** TEXT follows **

A sunset captured by Thomas Lake at Yonah Mountain.

On a dark road in Georgia, a stranger cried for help

Updated 8:34 AM ET, Fri October 23, 2020

In a series of essays called The Distance, Thomas Lake is telling the stories of Americans in the pandemic. Email thomas.lake@cnn.com if you have a story idea.

(CNN)Five days after the roadside incident, I took my first coronavirus test. I felt weary and brittle, my head and joints aching, a flickering pain in my heart.

"I've heard that it hurts," I said to the blue-gowned woman who held what resembled a very long Q-Tip.
Thomas Lake
"I wouldn't say it hurts," she said, through my open car window, beneath a white tent outside an abandoned Kmart, "but it is uncomfortable, for sure."
She jammed the swab up my nose. It was uncomfortable, for sure. She twisted the swab. A tear rolled down my cheek. If indeed I had the virus, I knew of only one possible exposure. Had I done the right thing on that dark country road? Or would my wife and children suffer for my awful mistake?
We'd been so careful the last six months. No travel, no hairstylists, no friends or relatives inside the house. If either of us ran an errand in a crowded place, we came home and went straight to the shower. My wife bought a gadget that disinfected our phones with ultraviolet light.
And then, in the space of a few seconds, I flung all that caution into the moonlit night.
It began on a Saturday in early September. At home in the pandemic I sometimes felt trapped, almost claustrophobic, deprived of variety and new experience. That afternoon I loaded our three older children into the minivan and drove about 80 miles from metro Atlanta to Yonah Mountain, a solitary peak near the end of the Blue Ridge.
The trail was stunningly beautiful, with sunlight filtering through the canopy and boulders crowned with deep green moss. It took us more than an hour to walk up to the summit, where we looked for an opening in the foliage so we could admire the view. A path led toward an overlook above the valley, but there were no guardrails, no warning signs. This was a wild mountain, not a tourist destination, and at the end of the path was a great and terrible void. It seemed that all of life was contained on that mountaintop: the dizzying freedom, the cold touch of fear, the sense that you could do almost anything, even something catastrophic, and you were the only one who could stop you.

** End of TEXT **
** SUPPLIED ENTRIES follows **

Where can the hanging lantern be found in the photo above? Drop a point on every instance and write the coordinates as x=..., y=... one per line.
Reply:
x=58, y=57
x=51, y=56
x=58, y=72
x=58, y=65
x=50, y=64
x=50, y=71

** End of SUPPLIED ENTRIES **

* **AIM OF THE TASK**:
Please reproduce everything in the Yonah Mountain essay above from "The trail was" down to "could stop you.", word for word.

* **EXERCISE RESULT**:
The trail was stunningly beautiful, with sunlight filtering through the canopy and boulders crowned with deep green moss. It took us more than an hour to walk up to the summit, where we looked for an opening in the foliage so we could admire the view. A path led toward an overlook above the valley, but there were no guardrails, no warning signs. This was a wild mountain, not a tourist destination, and at the end of the path was a great and terrible void. It seemed that all of life was contained on that mountaintop: the dizzying freedom, the cold touch of fear, the sense that you could do almost anything, even something catastrophic, and you were the only one who could stop you.